Text passage:
+++

Once Evergreen State College and now the Western World Part 2

Just 2 days after my previous post about how the microscopic events at Evergreen State College were forbearing about the macroscopic world we find ourselves, the original whistleblowers at Evergreen, Brett Weinstein and his wife Heather Heying (as a matter of hours ago) presented their 22nd Darkhorse podcast breaking down the connection between the dystopian events at Evergreen and what we see taking place in the world today.

As alluded to in other posts I was drawn to Brett and Heather’s quarantine podcasts as a form of sanctuary during this highly unstable period. This 22nd podcast I consider their most illuminating including the subsequent Q&A session. Some of the most engaging parts entailed:

1. Their realization (and Heather’s quotes from the literary classic ‘1984’) that we are seeing a Dystopian reality reminiscent of Orwell’s coming into fruition.
2. Brett’s mentioning how people have to stand up and be on the right side of history. The ones who begrudgingly appease this post modernist movement are just externalizing harm for those next in line who will feel compelled to join the ‘larger’ mob.

+++

Data for analysis:
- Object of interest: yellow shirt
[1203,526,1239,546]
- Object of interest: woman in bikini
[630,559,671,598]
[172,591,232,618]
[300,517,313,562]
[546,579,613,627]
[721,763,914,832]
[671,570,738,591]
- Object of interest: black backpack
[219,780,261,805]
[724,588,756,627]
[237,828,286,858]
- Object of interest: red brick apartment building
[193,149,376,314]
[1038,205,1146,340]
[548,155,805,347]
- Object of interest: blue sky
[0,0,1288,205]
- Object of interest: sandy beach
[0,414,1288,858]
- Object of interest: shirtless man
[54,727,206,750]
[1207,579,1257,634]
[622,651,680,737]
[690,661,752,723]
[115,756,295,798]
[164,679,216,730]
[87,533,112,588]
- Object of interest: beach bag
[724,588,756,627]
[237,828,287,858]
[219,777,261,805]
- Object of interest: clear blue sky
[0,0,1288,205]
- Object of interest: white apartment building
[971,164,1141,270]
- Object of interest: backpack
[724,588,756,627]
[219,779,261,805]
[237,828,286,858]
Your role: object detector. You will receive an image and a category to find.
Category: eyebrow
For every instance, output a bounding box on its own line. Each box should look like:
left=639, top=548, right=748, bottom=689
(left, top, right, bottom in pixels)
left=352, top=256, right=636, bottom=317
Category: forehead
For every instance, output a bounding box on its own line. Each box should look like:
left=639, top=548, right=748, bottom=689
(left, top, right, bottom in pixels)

+++

What is needed: Sum up the post about Evergreen State College in two sentences. Work only from the text.

Answer: Two days after the writer's earlier post, Brett Weinstein and Heather Heying, the original whistleblowers at Evergreen State College, released their 22nd Darkhorse podcast tying the events at Evergreen to what is happening in the world today. The writer calls it their most illuminating episode and highlights their view that a dystopia like Orwell's is coming true, along with Brett's call for people to stand up and be on the right side of history.